Text passage
Chemistry graduate student Jennifer Arceo (in photo above) works in the laboratory Norman Dovichi. Her research involves the use of an ultra-sensitive capillary electrophoresis laser-induced fluorescence instrumentation for the study of glycosphingolipid metabolism within single cells. Glycosphingolipids are biologically important because of their ubiquitous role in a wide array of cellular functions, particularly in the central nervous system (CNS). Aberrant metabolism of glycolipids has been associated with disease pathologies CNS affecting diseases such as Tay-Sachs and Sandhoff disease. Arceo graduated from California Lutheran University with Bachelor of Science in Chemistry and Bachelor of Arts in Environmental Sciences in 2011.

Jessica Pearson was a chemistry and math double major at Notre Dame. As an undergraduate, she worked in the laboratories of Brandon Ashfield, assistant professor of chemistry and biochemistry, on organic synthesis, and Zachary Schultz, assistant professor of chemistry and biochemistry, working on developing and characterizing a substrate for surface enhanced Raman spectroscopy. Pearson is a current graduate student at the University of Illinois, Urbana-Champaign and works with an instrument called SCRIBES (Sensitive, Cooled, Resolved Ion BEam Spectroscopy) that produces high-resolution vibrational spectra of molecular ions in the gas phase under astrophysically relevant conditions.

Exercise aim
Rewrite the profiles of chemistry students starting with "Jessica Pearson was" and going on through "astrophysically relevant conditions.", with "double major" changed to "dual major". The lines that come next are separate material, unrelated to the profiles of chemistry students.

[Items from a data source]

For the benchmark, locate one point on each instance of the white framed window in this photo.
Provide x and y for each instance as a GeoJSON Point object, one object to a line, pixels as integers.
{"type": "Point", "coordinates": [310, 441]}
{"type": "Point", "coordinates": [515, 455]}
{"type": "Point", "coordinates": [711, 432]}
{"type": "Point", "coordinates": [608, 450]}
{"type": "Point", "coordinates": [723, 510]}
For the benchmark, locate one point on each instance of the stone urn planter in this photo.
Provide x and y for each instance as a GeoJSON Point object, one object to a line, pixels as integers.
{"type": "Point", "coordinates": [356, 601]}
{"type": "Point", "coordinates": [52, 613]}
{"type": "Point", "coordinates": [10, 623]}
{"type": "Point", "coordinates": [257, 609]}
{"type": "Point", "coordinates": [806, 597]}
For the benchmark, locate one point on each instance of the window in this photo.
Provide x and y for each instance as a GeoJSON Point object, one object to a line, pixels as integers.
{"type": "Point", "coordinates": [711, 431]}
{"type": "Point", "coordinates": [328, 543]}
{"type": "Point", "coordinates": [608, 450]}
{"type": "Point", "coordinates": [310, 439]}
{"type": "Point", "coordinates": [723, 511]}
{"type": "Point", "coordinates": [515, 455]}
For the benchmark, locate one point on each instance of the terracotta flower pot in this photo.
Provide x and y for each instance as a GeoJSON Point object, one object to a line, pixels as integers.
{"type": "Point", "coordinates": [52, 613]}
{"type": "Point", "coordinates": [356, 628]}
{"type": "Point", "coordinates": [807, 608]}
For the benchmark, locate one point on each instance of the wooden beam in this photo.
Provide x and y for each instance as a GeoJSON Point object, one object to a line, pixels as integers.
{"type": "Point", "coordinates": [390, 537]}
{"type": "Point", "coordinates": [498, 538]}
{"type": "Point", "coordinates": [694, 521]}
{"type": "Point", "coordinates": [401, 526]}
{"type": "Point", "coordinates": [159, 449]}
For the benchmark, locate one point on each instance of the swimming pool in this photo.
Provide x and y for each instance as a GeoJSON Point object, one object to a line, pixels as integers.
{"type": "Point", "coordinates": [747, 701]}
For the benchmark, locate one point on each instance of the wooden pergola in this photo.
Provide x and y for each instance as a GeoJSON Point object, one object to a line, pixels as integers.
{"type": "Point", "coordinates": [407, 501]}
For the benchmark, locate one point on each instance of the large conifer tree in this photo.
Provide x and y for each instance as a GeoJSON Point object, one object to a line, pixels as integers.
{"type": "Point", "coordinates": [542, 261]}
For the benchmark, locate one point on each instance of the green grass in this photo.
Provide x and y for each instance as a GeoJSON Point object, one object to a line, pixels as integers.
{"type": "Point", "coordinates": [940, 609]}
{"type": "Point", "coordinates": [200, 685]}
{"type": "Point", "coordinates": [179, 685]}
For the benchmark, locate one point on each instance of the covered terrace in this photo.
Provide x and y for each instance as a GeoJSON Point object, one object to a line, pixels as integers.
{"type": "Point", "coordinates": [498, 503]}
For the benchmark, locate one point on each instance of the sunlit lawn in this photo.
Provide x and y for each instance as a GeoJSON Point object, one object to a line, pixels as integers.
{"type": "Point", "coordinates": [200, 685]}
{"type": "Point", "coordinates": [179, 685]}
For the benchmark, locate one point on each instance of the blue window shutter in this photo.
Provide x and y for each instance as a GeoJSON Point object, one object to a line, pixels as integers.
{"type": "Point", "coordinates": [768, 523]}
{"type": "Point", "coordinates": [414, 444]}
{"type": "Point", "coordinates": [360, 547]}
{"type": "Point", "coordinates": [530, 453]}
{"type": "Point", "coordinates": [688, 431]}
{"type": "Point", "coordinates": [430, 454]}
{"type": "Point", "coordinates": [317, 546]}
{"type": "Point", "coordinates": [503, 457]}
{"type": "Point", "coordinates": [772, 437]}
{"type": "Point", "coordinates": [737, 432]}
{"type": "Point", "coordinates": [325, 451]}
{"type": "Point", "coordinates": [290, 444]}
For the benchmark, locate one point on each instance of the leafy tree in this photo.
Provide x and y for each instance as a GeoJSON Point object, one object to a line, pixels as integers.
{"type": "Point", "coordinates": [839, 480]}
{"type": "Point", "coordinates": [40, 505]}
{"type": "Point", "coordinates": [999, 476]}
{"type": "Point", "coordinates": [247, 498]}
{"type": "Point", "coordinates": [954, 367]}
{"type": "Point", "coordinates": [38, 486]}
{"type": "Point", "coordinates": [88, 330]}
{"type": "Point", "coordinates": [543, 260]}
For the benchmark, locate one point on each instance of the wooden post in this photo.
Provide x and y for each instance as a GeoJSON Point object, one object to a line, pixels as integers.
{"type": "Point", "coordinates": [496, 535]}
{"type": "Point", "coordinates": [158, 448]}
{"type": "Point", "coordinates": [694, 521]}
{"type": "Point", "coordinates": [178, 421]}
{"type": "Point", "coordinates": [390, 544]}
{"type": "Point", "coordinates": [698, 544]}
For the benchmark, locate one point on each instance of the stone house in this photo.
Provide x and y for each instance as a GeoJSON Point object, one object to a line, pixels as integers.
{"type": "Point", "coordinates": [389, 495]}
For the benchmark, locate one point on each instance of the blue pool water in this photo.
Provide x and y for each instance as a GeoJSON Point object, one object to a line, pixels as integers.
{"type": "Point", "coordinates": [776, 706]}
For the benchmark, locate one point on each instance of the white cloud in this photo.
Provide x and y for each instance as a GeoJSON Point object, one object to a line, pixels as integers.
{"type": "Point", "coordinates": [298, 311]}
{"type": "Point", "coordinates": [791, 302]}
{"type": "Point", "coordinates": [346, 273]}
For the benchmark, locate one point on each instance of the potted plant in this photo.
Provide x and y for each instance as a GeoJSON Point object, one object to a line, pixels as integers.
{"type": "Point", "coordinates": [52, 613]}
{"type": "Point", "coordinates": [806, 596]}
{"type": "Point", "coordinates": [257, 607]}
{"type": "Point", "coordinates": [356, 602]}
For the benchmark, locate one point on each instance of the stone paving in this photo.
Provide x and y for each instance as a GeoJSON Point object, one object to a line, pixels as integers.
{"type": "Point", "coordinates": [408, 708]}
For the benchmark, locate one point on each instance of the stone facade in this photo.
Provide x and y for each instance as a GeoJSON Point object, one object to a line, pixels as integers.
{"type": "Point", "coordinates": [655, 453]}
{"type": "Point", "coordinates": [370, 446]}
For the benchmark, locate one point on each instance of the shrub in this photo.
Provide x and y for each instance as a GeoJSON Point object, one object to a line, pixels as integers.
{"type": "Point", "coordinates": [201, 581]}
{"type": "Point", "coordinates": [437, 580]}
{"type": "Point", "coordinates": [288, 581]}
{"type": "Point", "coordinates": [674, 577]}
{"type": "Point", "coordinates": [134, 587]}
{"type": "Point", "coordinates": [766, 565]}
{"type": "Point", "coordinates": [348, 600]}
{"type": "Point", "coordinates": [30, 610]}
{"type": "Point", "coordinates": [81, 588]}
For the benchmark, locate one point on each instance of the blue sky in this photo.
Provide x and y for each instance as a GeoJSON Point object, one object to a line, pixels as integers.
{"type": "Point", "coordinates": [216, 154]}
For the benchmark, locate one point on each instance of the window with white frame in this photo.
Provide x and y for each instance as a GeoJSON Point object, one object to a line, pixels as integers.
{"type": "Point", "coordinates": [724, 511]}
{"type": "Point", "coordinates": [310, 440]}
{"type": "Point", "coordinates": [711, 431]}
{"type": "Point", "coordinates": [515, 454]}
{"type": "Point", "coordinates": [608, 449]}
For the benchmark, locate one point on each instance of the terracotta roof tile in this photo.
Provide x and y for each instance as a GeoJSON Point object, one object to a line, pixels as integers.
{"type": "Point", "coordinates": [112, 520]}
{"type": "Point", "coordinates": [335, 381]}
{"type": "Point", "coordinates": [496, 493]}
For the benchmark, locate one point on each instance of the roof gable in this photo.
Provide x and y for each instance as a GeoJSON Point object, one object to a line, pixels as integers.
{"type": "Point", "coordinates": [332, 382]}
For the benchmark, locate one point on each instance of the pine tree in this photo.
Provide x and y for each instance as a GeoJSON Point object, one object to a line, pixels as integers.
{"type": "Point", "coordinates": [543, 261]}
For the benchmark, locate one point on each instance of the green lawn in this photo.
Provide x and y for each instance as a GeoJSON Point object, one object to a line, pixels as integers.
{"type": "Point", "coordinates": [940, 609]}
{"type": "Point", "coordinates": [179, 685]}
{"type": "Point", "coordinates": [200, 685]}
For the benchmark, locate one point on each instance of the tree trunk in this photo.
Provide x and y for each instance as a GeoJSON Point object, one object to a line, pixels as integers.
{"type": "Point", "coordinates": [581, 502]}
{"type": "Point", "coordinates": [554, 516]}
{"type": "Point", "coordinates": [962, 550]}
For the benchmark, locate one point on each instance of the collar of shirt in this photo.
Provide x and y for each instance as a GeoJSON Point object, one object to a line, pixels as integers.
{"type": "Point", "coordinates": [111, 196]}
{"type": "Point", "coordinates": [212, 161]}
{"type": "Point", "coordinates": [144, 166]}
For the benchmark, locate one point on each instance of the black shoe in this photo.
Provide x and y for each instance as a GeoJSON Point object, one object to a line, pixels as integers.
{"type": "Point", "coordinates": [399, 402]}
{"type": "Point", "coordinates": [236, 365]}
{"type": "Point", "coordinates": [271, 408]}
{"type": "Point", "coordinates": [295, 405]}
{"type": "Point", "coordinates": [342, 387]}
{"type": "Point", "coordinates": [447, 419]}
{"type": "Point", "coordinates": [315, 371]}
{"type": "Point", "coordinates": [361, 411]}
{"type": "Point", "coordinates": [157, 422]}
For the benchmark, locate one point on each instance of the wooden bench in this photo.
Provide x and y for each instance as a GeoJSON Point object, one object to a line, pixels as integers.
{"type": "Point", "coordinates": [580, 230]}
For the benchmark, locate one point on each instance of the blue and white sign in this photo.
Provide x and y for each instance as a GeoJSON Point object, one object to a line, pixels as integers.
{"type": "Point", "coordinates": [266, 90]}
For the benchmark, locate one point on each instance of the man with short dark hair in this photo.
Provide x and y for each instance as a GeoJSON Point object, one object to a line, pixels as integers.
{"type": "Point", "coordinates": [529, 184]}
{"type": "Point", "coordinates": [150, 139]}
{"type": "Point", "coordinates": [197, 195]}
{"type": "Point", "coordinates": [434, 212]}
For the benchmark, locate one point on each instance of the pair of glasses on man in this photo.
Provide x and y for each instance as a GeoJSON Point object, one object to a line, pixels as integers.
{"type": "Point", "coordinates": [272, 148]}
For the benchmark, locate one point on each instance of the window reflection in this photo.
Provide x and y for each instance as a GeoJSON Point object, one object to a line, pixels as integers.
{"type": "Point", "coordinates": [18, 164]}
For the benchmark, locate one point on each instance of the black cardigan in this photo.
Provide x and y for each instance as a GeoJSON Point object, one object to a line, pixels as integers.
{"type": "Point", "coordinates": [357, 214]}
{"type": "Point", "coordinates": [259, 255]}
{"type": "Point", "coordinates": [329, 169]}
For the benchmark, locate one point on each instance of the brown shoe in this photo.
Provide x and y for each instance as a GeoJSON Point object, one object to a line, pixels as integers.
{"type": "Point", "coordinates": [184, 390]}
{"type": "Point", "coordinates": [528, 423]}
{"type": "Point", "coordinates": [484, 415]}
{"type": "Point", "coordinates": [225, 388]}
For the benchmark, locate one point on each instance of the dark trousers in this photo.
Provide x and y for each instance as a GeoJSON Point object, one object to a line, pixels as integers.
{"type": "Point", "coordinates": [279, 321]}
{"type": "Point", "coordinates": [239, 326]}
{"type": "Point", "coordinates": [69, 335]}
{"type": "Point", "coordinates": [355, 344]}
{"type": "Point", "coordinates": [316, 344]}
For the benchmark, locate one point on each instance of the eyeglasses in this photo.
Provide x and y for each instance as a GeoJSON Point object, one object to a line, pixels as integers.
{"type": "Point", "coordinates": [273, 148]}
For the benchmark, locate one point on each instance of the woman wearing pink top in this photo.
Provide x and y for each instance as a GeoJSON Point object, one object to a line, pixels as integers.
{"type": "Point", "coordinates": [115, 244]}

Completed task
Jessica Pearson was a chemistry and math dual major at Notre Dame. As an undergraduate, she worked in the laboratories of Brandon Ashfield, assistant professor of chemistry and biochemistry, on organic synthesis, and Zachary Schultz, assistant professor of chemistry and biochemistry, working on developing and characterizing a substrate for surface enhanced Raman spectroscopy. Pearson is a current graduate student at the University of Illinois, Urbana-Champaign and works with an instrument called SCRIBES (Sensitive, Cooled, Resolved Ion BEam Spectroscopy) that produces high-resolution vibrational spectra of molecular ions in the gas phase under astrophysically relevant conditions.